> [TEXTO CITADO]:
>>>>>

Pedras e emoções:

os percursos do patrimônio


Marlise Giovanaz


Notas
Referências

RESUMO
O texto propõe uma breve reflexão sobre o tema do patrimônio cultural e as bases filosóficas e históricas sobre as quais se estruturou este debate no Brasil. Procurou-se apontar as principais críticas recebidas pelo programa de preservação adotado no país e a implementação, a partir do ano 2000, da política de preservação do patrimônio imaterial, como uma tentativa de ampliar e atender aos grupos excluídos pela política cultural fundamentada na materialidade.
PALAVRAS-CHAVE: Patrimônio cultural. Preservação. Memória social. Patrimônio imaterial.


As modificações que ocorrem no espaço onde habitamos afetam diretamente nossos trajetos diários e lugares referenciais. No contexto em que vivemos, onde os espaços são duramente disputados pelo mercado imobiliário, o problema da preservação do dito patrimônio histórico e cultural está na ordem do dia. Neste texto me proponho a levantar alguns elementos para discussão a partir do problema da preservação da memória tendo como base o patrimônio cultural.

A cidade guarda em sua imagem marcas de vários momentos diferentes de luta: as teimosas marcas inscritas nas pedras das calçadas, os monumentos erguidos aos sucessivos vencedores, ou seja, marcas do passado que recebem significados diversos no transcorrer do tempo. Nesse processo de construção e edificação ao longo da história, as tentativas de construção de uma memória social sempre passam por um julgamento do passado, visto como inferior ao presente. A política brasileira de preservação de patrimônio histórico deriva dessa política geral em respeito à História. Ao atribuir à História uma única voz e uma única direção, se escondem e se silenciam outras narrativas de acontecimentos passados e presentes. E essa história se torna “oficial”, a única necessária e documentável.

<<<<<

> [ENUNCIADO 1]:
Reescreva o trecho do texto sobre patrimônio cultural de "os percursos do" a "social. Patrimônio imaterial.", substituindo "grupos excluídos" por "setores excluídos".
> [ENUNCIADO 2]:
Retome o texto sobre patrimônio cultural e dê continuidade a ele a partir da última frase apresentada.

> [DADOS FORNECIDOS]:
>>>>>

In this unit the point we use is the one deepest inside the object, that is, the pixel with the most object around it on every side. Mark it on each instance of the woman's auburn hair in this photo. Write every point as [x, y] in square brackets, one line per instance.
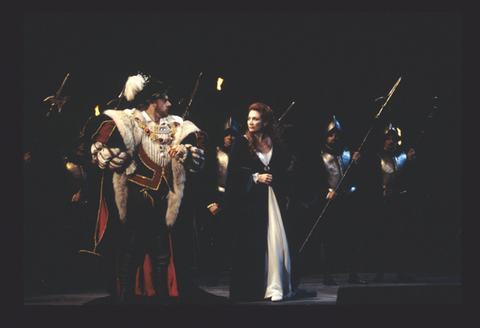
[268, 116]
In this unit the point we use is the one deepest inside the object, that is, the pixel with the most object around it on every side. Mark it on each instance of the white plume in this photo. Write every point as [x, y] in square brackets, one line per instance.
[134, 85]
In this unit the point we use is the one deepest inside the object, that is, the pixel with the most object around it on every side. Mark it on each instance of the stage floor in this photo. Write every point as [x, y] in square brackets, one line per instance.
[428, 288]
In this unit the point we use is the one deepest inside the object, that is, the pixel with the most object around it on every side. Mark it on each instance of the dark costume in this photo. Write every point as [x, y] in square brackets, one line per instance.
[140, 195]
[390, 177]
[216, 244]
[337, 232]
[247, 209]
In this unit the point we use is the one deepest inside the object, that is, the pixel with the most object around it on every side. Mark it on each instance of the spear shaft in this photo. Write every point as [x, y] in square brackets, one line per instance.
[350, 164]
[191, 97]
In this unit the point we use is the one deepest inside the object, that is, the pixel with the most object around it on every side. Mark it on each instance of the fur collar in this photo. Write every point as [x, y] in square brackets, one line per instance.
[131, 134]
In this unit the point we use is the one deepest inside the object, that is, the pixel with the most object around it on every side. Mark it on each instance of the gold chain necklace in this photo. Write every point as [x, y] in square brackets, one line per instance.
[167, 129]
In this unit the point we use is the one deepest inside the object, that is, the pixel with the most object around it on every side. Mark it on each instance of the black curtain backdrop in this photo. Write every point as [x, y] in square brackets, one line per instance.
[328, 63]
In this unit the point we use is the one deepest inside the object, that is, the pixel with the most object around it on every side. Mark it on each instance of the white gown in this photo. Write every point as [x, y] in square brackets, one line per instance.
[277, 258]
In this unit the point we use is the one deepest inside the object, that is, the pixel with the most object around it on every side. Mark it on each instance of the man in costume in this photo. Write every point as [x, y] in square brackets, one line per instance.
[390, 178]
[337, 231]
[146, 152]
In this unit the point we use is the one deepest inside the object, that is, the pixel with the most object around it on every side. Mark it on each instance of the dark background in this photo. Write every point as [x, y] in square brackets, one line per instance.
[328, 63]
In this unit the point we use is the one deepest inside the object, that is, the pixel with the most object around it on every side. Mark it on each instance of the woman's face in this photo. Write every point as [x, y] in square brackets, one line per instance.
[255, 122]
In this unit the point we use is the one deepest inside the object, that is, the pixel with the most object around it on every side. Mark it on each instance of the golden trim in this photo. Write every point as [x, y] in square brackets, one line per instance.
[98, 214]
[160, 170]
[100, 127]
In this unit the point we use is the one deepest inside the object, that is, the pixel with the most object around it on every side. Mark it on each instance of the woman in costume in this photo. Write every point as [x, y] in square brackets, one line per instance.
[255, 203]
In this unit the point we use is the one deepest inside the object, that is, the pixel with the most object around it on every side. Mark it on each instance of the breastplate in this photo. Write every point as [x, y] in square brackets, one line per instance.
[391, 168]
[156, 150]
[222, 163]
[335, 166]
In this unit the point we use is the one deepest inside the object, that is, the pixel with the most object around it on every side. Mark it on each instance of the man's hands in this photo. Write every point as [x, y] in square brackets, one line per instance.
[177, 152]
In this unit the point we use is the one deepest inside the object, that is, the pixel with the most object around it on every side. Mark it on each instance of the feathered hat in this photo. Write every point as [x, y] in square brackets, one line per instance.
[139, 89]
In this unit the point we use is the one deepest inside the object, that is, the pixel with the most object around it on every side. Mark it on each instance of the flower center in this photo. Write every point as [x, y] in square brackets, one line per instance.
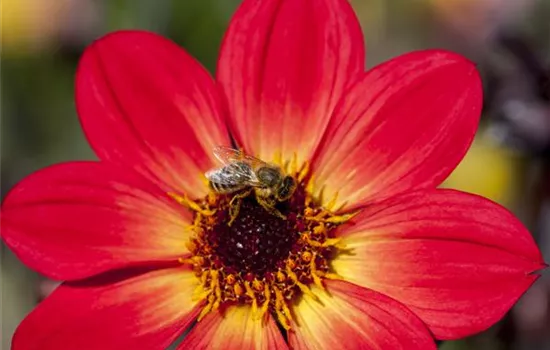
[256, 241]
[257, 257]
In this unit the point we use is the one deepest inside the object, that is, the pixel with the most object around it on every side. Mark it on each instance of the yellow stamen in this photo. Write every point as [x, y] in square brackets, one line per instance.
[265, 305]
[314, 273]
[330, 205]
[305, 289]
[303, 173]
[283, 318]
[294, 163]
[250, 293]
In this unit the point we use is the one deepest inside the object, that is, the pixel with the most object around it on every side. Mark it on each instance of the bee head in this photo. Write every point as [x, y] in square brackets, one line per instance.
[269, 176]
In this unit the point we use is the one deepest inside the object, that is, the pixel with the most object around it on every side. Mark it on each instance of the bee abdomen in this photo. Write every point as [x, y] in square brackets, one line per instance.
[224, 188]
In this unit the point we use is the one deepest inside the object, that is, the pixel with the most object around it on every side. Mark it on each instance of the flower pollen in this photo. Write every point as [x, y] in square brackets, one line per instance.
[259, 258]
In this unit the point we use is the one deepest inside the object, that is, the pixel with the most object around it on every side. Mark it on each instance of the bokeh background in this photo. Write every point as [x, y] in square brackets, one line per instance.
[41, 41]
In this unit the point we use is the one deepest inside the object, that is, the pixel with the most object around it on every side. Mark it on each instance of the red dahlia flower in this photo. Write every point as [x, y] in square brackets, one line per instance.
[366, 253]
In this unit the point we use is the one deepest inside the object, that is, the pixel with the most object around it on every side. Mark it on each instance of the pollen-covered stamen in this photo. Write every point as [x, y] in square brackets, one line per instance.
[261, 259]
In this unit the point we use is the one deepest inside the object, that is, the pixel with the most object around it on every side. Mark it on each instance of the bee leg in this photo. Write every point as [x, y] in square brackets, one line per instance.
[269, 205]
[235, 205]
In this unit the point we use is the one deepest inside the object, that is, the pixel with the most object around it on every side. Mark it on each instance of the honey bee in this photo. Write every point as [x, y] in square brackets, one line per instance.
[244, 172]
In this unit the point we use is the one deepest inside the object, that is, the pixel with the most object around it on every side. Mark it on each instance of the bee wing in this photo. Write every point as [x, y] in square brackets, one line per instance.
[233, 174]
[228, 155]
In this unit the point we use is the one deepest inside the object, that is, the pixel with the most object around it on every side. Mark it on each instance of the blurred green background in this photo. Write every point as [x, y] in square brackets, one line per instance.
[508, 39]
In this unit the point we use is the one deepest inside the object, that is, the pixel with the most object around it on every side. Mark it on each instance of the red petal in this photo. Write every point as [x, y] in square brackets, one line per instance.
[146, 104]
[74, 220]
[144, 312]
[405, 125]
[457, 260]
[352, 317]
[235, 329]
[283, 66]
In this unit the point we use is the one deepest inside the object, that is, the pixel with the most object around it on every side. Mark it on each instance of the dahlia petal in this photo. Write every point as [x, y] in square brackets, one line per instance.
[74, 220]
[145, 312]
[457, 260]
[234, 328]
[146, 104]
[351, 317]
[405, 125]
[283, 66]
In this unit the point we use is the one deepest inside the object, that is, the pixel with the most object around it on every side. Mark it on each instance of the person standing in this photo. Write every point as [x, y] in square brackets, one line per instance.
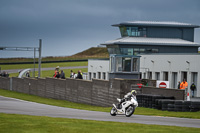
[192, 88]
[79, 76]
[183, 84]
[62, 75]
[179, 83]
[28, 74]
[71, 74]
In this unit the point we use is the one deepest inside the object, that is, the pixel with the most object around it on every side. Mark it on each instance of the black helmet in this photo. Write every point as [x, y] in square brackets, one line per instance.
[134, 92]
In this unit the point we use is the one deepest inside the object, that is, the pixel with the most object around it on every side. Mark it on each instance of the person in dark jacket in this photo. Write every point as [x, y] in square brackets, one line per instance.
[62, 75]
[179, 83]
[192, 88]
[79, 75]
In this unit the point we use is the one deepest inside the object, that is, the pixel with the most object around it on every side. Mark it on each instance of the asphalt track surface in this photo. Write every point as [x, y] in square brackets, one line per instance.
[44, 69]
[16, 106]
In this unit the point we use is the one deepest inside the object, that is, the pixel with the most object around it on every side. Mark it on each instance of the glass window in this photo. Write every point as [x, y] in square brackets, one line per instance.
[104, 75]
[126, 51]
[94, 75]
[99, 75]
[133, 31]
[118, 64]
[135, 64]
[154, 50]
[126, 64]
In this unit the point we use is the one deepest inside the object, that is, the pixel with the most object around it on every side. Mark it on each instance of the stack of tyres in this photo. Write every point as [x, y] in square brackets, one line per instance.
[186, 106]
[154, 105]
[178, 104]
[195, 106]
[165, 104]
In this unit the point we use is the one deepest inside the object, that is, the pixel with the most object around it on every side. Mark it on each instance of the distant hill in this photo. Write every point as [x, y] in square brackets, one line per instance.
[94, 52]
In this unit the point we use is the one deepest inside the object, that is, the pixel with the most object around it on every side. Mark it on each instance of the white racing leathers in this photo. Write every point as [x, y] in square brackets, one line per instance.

<<<<<

> [RESPOSTA 1]:
os percursos do patrimônio


Marlise Giovanaz


Notas
Referências

RESUMO
O texto propõe uma breve reflexão sobre o tema do patrimônio cultural e as bases filosóficas e históricas sobre as quais se estruturou este debate no Brasil. Procurou-se apontar as principais críticas recebidas pelo programa de preservação adotado no país e a implementação, a partir do ano 2000, da política de preservação do patrimônio imaterial, como uma tentativa de ampliar e atender aos setores excluídos pela política cultural fundamentada na materialidade.
PALAVRAS-CHAVE: Patrimônio cultural. Preservação. Memória social. Patrimônio imaterial.

> [RESPOSTA 2]:
Cada geração relê e refaz o patrimônio de sua Nação, em uma leitura feita do presente em direção ao passado, que é lido e interpretado de acordo com os sistemas simbólicos vigentes que lhe atribuem significados. Partindo dessa premissa, resta-nos pensar qual patrimônio desejamos preservar. Como nos coloca Ulpiano Bezerra de Menezes


[...] qual cidade vamos preservar? A cidade dos antepassados, dos heróis fundadores (e dos vilões), dos donos do poder, de ontem de hoje? Ou conforme a fonte de informação, a cidade dos eruditos e dos historiadores, dos poetas oficiais, dos urbanistas, dos tecnocratas planejadores? Dos habitantes? Quais? Dos homens da rua e daqueles que com suas mãos a constrói, simples instrumento? (MENEZES ,1992)

O autor sugere que é necessário abordar o problema das cidades como um campo de forças onde se travam as lutas sociais, políticas, afetivas, identitárias e a paisagem que resulta dessas disputas é uma acumulação de tempos. (MENEZES,1992)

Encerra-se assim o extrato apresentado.